WHAT TO PRODUCE: Convert the rows below into a JSON list of strings, with one string per line and blank lines omitted.

RAW DATA:
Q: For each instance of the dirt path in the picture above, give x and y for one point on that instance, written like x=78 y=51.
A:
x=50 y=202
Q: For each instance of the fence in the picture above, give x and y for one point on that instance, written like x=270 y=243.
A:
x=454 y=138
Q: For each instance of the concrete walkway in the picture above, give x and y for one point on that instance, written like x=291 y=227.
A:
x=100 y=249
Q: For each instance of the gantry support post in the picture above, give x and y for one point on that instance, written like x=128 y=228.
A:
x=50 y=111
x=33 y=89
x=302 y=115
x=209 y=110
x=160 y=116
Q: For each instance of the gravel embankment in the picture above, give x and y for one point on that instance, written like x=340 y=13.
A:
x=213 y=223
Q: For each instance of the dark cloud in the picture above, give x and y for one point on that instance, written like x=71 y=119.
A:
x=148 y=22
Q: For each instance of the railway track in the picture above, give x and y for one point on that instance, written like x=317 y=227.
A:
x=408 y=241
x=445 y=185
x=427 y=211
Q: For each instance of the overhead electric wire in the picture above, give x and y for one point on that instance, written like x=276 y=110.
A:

COMPLETE ANSWER:
[
  "Q: For each instance of the dirt path in the picture above, give x and y for one point on that instance, written like x=78 y=51.",
  "A:",
  "x=50 y=202",
  "Q: For each instance of the fence in the picture above, give x and y for one point on that instance, written like x=270 y=243.",
  "A:",
  "x=454 y=138",
  "Q: For each instance of the concrete walkway in the picture above, give x and y for one point on that instance, written like x=291 y=227.",
  "A:",
  "x=100 y=249",
  "Q: For each instance of the gantry support post in the picture above, give x and y for one point on that instance, written like x=128 y=228.",
  "A:",
  "x=50 y=111",
  "x=33 y=89",
  "x=302 y=115",
  "x=209 y=110",
  "x=160 y=116",
  "Q: For each instance of the gravel embankment in the picture above, give x and y for one point on that instance, written like x=340 y=13.",
  "A:",
  "x=213 y=223",
  "Q: For each instance of the dark cloud in the picture above, give x and y for one point on that instance, written like x=71 y=119.",
  "A:",
  "x=148 y=22",
  "Q: For each instance of the railway track in the picture above, give x and y for one point on that instance, written like x=317 y=227.",
  "A:",
  "x=408 y=241",
  "x=445 y=185",
  "x=427 y=211",
  "Q: For each instance of the overhead electric wire in the picture above, give x and y for one point on that instance, written like x=276 y=110.",
  "A:"
]